> Aim of the exercise: Look below for the line containing "Locate every instance of the dirt"; from there, print each line exactly up to and including the line containing "Locate every instance of the windshield wiper", and stop.
*** Raw data Section Begins ***
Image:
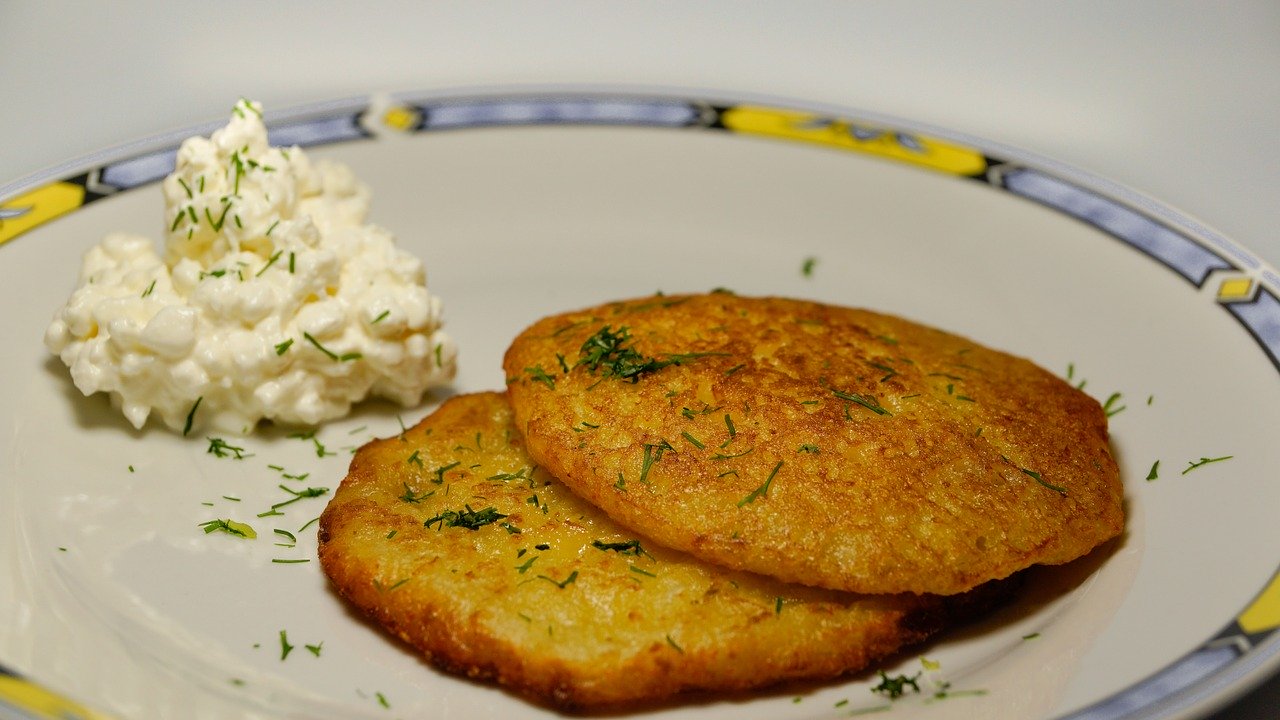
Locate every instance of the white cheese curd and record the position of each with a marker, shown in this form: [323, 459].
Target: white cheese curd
[273, 299]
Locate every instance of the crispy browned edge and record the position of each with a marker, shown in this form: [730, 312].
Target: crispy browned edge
[465, 650]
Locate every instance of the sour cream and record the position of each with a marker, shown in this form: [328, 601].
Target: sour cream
[273, 299]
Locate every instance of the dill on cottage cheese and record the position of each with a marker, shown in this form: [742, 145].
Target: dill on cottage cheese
[273, 299]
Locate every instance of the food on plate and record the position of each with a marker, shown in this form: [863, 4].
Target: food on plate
[273, 299]
[457, 542]
[816, 443]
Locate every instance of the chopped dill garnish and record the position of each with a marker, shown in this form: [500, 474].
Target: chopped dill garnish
[608, 350]
[320, 347]
[1037, 477]
[269, 263]
[631, 547]
[1202, 461]
[896, 687]
[466, 518]
[730, 456]
[191, 415]
[229, 527]
[412, 497]
[864, 400]
[218, 447]
[540, 376]
[286, 648]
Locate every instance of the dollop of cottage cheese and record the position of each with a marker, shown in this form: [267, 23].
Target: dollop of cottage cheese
[273, 297]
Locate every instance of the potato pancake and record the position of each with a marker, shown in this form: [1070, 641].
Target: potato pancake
[816, 443]
[456, 542]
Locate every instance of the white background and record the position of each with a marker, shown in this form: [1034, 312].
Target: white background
[1178, 100]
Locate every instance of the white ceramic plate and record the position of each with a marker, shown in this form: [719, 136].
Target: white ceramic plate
[531, 203]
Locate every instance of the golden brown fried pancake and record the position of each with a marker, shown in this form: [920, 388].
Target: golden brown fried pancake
[452, 540]
[816, 443]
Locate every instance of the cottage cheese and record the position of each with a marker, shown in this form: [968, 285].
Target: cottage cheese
[272, 300]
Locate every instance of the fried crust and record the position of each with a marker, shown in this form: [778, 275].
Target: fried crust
[816, 443]
[557, 602]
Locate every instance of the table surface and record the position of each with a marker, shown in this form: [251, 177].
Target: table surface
[1173, 99]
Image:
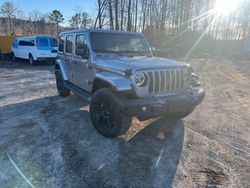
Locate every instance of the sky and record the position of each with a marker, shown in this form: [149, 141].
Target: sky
[67, 7]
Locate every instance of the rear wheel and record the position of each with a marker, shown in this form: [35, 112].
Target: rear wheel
[106, 114]
[61, 89]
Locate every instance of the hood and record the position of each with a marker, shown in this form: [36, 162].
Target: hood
[120, 63]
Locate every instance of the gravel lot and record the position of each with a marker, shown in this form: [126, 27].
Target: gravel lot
[49, 141]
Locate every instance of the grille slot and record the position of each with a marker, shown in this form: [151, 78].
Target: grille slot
[165, 81]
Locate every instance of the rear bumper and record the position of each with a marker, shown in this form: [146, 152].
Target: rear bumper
[158, 106]
[46, 59]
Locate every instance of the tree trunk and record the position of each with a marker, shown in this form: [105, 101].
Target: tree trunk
[111, 20]
[129, 25]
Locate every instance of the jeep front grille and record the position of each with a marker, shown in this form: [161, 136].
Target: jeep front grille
[165, 81]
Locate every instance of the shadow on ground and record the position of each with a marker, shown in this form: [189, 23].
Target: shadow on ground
[53, 142]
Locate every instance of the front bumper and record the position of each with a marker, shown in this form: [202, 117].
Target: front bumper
[46, 59]
[157, 106]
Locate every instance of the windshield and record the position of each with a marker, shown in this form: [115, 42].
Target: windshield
[119, 43]
[53, 42]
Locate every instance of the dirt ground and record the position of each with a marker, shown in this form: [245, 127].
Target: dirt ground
[49, 141]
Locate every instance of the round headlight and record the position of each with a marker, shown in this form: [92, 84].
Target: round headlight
[141, 79]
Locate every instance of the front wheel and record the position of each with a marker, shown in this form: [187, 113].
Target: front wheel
[106, 114]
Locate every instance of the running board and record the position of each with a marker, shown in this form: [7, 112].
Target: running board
[77, 90]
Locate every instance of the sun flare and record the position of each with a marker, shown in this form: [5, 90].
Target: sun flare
[226, 7]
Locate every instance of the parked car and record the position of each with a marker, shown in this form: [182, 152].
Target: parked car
[35, 48]
[116, 72]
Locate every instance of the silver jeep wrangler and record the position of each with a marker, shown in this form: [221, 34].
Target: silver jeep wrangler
[116, 72]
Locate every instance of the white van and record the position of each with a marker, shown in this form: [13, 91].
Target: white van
[35, 48]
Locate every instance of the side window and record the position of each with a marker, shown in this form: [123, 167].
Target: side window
[81, 48]
[43, 42]
[69, 44]
[61, 44]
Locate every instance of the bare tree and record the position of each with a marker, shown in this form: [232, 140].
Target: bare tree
[8, 10]
[56, 17]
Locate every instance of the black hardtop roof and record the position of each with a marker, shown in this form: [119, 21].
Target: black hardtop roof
[95, 30]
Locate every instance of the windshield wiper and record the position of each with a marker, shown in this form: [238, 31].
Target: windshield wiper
[137, 53]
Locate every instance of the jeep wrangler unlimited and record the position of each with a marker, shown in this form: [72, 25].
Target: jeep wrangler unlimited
[116, 72]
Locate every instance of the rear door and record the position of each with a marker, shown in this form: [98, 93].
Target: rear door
[82, 69]
[43, 47]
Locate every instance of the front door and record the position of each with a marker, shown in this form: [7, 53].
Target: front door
[82, 69]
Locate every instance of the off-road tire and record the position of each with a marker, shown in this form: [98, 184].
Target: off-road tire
[60, 85]
[104, 108]
[31, 59]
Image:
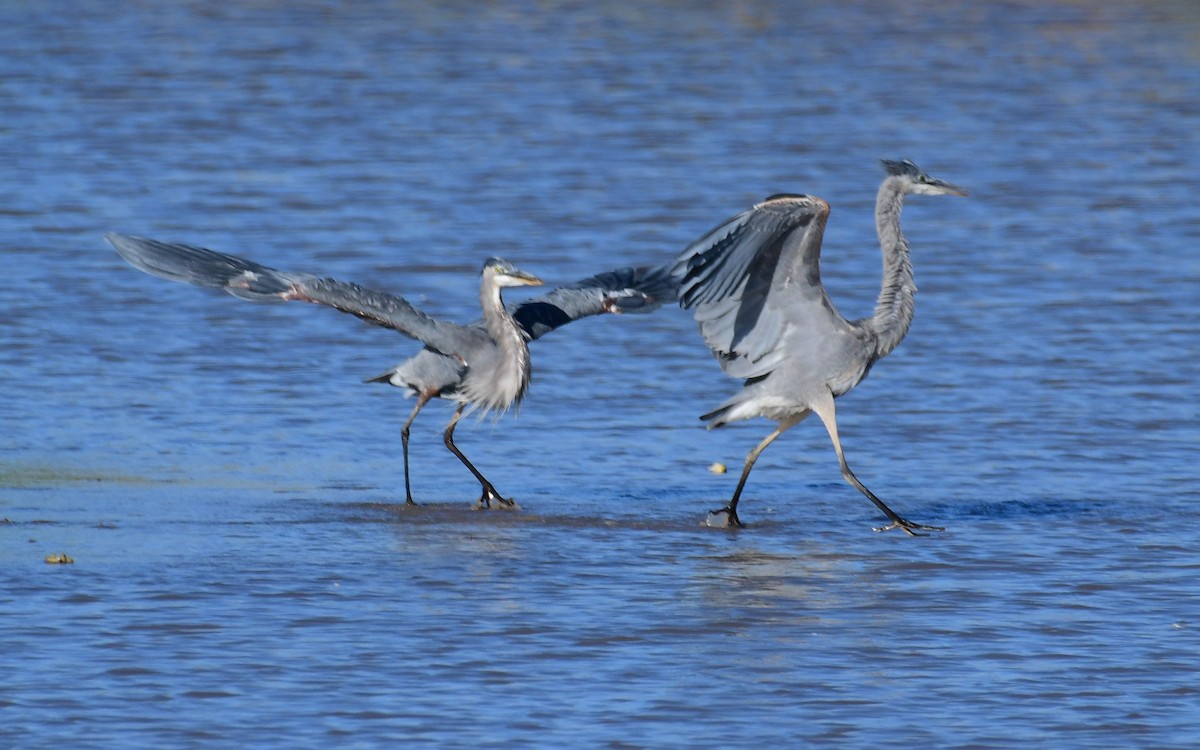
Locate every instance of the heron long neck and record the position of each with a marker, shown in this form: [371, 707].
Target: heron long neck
[514, 371]
[895, 305]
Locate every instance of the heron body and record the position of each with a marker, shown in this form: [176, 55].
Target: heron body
[754, 287]
[481, 366]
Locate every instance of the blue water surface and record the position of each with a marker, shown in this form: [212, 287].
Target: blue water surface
[231, 491]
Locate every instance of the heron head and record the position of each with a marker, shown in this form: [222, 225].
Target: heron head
[917, 183]
[504, 274]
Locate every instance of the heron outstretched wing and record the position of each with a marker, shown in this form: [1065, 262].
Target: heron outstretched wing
[622, 291]
[753, 277]
[259, 283]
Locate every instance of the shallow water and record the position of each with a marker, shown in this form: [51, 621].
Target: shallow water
[229, 489]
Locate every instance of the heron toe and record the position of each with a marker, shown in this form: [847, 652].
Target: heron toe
[723, 519]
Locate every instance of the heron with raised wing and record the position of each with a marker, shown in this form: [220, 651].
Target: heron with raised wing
[480, 366]
[754, 286]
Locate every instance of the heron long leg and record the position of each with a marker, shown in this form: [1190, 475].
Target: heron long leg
[732, 508]
[490, 492]
[421, 400]
[826, 411]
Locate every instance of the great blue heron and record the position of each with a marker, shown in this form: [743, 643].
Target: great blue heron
[754, 285]
[483, 365]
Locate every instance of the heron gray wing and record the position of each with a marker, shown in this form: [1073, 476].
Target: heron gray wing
[629, 289]
[754, 277]
[259, 283]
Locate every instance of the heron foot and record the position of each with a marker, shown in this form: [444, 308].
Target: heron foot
[909, 527]
[485, 502]
[724, 519]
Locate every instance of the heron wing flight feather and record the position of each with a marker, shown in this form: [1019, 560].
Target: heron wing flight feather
[259, 283]
[629, 289]
[738, 280]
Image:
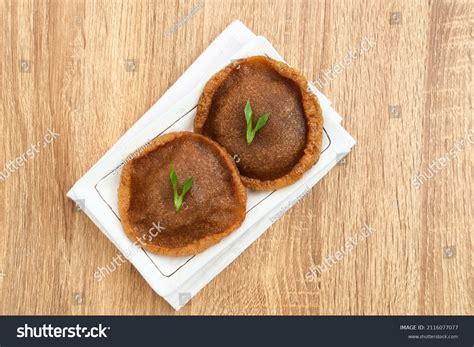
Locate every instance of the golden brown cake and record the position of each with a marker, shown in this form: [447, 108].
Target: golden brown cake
[287, 145]
[213, 207]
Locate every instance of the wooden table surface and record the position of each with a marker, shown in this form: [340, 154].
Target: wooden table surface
[407, 101]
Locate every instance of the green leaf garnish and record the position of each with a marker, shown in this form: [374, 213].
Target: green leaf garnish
[260, 122]
[178, 198]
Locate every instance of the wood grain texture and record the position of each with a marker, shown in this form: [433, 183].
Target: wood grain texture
[76, 83]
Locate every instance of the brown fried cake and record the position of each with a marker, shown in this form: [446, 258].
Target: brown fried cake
[288, 145]
[213, 207]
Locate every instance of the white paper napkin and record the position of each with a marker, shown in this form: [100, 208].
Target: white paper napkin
[177, 279]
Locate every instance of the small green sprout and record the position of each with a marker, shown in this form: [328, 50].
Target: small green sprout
[260, 122]
[178, 198]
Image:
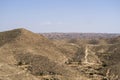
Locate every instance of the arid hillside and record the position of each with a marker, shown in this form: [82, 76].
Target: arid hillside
[25, 55]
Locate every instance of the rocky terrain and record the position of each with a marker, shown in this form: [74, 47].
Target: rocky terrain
[25, 55]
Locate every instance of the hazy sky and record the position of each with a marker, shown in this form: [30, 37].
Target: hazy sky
[61, 15]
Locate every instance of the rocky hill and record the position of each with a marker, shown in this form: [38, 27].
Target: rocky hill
[25, 55]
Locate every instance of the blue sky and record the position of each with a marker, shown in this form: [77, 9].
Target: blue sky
[61, 15]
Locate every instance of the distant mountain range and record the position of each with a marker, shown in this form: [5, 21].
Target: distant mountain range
[25, 55]
[79, 35]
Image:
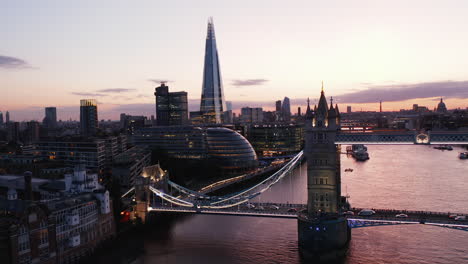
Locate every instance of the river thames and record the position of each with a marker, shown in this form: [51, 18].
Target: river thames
[400, 177]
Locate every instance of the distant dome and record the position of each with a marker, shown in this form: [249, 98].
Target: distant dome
[230, 149]
[441, 108]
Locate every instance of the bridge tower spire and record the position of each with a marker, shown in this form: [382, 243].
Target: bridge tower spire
[322, 229]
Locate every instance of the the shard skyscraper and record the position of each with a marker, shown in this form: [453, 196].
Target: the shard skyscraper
[212, 101]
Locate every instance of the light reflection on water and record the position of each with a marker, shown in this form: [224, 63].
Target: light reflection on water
[405, 177]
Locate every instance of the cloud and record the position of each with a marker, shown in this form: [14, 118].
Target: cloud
[115, 90]
[249, 82]
[13, 63]
[88, 94]
[158, 81]
[402, 92]
[105, 92]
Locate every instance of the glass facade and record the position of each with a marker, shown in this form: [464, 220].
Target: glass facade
[88, 117]
[171, 108]
[228, 149]
[276, 140]
[212, 101]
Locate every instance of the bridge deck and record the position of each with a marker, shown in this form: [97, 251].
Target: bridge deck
[289, 211]
[402, 137]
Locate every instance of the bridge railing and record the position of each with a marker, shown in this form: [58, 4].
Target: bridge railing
[396, 211]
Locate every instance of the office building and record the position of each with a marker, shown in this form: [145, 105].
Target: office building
[441, 108]
[50, 119]
[276, 139]
[278, 106]
[286, 109]
[219, 146]
[228, 105]
[88, 117]
[32, 132]
[171, 108]
[130, 123]
[212, 100]
[127, 166]
[251, 115]
[13, 131]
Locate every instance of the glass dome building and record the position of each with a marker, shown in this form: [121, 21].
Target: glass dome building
[221, 147]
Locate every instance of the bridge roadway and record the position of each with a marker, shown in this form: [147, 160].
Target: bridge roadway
[290, 211]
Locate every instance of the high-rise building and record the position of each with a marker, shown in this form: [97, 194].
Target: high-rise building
[88, 117]
[13, 131]
[251, 115]
[278, 106]
[171, 108]
[286, 109]
[50, 119]
[212, 101]
[228, 105]
[441, 108]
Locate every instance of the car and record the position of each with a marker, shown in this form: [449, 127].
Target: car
[274, 207]
[366, 212]
[401, 216]
[260, 208]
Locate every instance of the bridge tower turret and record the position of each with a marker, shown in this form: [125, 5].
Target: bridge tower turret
[323, 232]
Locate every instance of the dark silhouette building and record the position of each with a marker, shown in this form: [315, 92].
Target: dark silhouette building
[50, 119]
[88, 117]
[171, 108]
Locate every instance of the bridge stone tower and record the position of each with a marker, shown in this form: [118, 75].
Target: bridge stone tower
[323, 232]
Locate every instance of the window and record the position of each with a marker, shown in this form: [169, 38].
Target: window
[23, 239]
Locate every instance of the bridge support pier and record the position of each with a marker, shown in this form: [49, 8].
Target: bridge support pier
[323, 239]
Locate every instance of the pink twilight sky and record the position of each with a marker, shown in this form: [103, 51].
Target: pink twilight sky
[54, 53]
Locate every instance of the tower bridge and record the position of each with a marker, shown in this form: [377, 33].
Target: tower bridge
[323, 231]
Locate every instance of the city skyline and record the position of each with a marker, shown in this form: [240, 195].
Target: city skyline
[355, 61]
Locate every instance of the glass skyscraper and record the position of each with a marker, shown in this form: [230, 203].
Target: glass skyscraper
[212, 101]
[88, 117]
[50, 120]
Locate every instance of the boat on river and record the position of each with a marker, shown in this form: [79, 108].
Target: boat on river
[463, 155]
[444, 147]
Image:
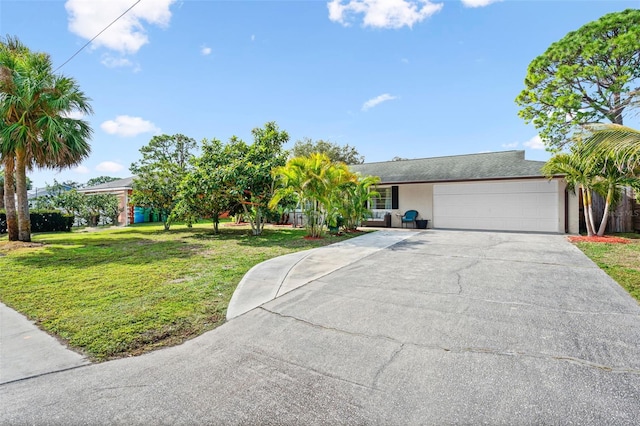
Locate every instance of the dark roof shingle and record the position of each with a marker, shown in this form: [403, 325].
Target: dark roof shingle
[491, 165]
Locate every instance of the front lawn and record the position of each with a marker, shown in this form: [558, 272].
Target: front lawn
[620, 261]
[125, 291]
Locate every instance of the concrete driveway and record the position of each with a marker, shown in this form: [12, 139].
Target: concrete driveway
[444, 327]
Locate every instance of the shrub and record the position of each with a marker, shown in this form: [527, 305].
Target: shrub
[43, 221]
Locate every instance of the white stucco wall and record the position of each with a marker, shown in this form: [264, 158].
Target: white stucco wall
[417, 196]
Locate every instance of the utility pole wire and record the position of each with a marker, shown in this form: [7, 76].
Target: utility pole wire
[97, 35]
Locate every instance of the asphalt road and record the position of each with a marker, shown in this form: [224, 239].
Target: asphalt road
[445, 327]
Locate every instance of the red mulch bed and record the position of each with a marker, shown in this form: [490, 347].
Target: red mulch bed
[595, 239]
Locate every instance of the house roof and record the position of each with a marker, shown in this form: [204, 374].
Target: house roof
[41, 192]
[116, 185]
[485, 166]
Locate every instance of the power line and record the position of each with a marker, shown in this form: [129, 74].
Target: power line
[97, 35]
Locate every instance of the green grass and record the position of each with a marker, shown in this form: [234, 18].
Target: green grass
[122, 292]
[620, 261]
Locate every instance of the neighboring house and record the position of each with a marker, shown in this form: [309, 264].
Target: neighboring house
[36, 193]
[490, 191]
[122, 188]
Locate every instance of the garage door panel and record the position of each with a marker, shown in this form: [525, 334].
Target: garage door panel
[511, 206]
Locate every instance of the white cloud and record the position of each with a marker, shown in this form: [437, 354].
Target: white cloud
[75, 114]
[113, 62]
[510, 145]
[377, 101]
[478, 3]
[534, 143]
[125, 125]
[109, 166]
[382, 13]
[127, 35]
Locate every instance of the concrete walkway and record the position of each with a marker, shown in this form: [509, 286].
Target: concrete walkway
[26, 351]
[444, 327]
[278, 276]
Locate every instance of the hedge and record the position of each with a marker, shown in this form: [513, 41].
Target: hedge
[43, 221]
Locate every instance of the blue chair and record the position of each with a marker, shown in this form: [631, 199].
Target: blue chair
[410, 216]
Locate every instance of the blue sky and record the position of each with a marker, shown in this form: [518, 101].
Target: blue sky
[407, 78]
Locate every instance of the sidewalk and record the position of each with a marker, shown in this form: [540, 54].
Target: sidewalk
[26, 351]
[278, 276]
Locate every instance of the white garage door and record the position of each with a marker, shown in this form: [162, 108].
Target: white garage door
[506, 206]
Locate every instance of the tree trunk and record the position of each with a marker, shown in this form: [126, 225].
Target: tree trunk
[24, 221]
[586, 207]
[605, 216]
[10, 198]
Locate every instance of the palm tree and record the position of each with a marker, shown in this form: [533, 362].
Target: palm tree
[357, 193]
[1, 189]
[617, 141]
[577, 174]
[313, 181]
[35, 127]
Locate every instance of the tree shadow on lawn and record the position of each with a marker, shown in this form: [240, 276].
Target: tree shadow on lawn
[87, 252]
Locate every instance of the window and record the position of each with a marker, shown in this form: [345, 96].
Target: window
[382, 201]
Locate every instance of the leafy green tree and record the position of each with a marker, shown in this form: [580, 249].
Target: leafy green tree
[593, 171]
[71, 202]
[578, 175]
[99, 180]
[591, 75]
[204, 191]
[336, 153]
[318, 184]
[617, 141]
[98, 206]
[356, 193]
[35, 127]
[164, 164]
[248, 171]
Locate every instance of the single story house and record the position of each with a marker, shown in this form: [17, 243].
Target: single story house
[122, 188]
[500, 191]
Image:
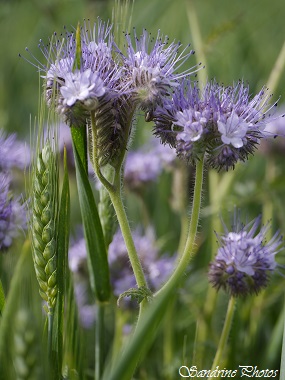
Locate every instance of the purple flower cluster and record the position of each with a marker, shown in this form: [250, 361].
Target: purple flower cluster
[244, 259]
[108, 83]
[13, 154]
[151, 66]
[146, 164]
[223, 123]
[12, 214]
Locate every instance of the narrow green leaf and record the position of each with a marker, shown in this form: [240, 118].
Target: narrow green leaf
[62, 267]
[2, 298]
[95, 243]
[282, 364]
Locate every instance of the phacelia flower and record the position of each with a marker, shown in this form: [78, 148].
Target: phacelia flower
[244, 260]
[13, 153]
[151, 66]
[146, 164]
[95, 85]
[222, 123]
[81, 86]
[12, 215]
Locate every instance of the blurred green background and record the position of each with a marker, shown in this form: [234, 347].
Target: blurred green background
[241, 40]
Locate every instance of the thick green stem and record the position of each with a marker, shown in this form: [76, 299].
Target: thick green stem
[225, 333]
[189, 250]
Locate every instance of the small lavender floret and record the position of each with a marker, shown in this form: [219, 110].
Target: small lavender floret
[13, 153]
[151, 65]
[12, 215]
[146, 164]
[223, 123]
[244, 260]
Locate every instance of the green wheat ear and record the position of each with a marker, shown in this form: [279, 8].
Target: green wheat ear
[43, 224]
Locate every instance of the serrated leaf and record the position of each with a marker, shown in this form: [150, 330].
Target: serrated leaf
[95, 243]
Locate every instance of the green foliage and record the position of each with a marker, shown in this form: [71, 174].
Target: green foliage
[179, 326]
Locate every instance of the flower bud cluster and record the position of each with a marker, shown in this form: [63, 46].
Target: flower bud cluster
[244, 260]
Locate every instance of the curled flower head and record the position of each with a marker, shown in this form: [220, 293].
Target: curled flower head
[151, 68]
[12, 215]
[223, 123]
[244, 259]
[87, 88]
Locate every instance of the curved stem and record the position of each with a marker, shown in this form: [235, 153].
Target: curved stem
[95, 162]
[225, 333]
[189, 250]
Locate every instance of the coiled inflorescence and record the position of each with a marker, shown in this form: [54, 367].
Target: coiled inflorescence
[43, 224]
[244, 260]
[223, 123]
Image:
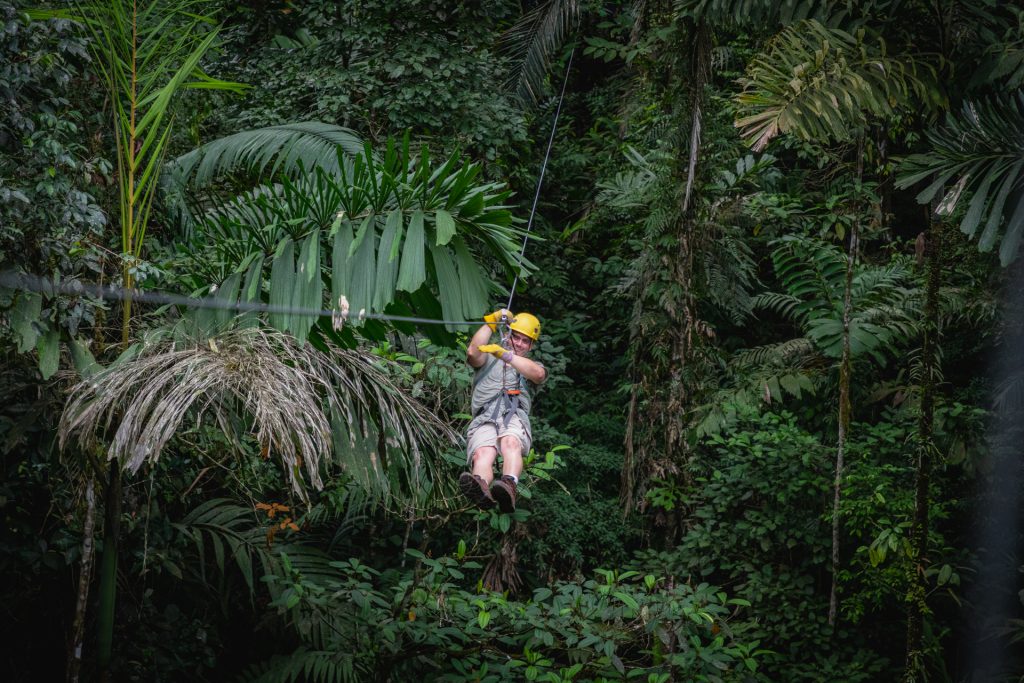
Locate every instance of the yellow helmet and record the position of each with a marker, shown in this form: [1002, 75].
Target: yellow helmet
[527, 325]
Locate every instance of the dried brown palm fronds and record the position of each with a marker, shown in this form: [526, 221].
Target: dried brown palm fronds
[302, 402]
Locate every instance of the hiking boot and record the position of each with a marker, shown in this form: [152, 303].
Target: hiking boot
[475, 488]
[503, 492]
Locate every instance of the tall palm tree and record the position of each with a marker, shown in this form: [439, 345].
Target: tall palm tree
[825, 84]
[146, 52]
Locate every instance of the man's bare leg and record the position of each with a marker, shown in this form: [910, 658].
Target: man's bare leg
*** Raw data Section Ends ***
> Solution for this exercise:
Locate every instance of the dirt ground and record the position of each with a marker, shown in this form: [245, 127].
Target: dirt ground
[49, 141]
Locate every instance of the round headlight and record the position of each with a marker, shown in this form: [92, 84].
Target: round headlight
[141, 79]
Locate every instance of the front wheel and record the position of each with a marker, shown in this form: [187, 113].
Target: front wheel
[106, 114]
Locate every instance of the running board and record the position of each with a marker, shown in this form: [7, 112].
Target: running board
[77, 90]
Locate every instance of the sun flare and record the position of each with a marker, shown in this form: [5, 90].
Target: sun flare
[226, 7]
Locate every instance of the parked car and record the position of each with a marker, shown in this form: [182, 152].
Target: parked car
[35, 48]
[116, 72]
Locate every instance of the silver jeep wrangler and record the position of each with a marker, shown in this form: [221, 34].
Target: silver jeep wrangler
[116, 72]
Locate every instance of the white van and record the position of each with a marker, shown in this form: [13, 91].
Target: white van
[35, 48]
Locate every instance of the side window and record the position of each with a marker, shown in this form: [123, 167].
Target: side window
[81, 48]
[43, 42]
[69, 44]
[61, 44]
Locate every instance of the bare tree and record the position of each with a marker, shown in this form: [232, 140].
Target: bare tree
[8, 10]
[56, 17]
Locate every instance of the black hardtop roof and record the position of each with a marker, shown in this form: [119, 21].
Target: black hardtop roof
[95, 30]
Locate every instance of the windshield wiper and record the position of each with a marker, shown in this form: [238, 31].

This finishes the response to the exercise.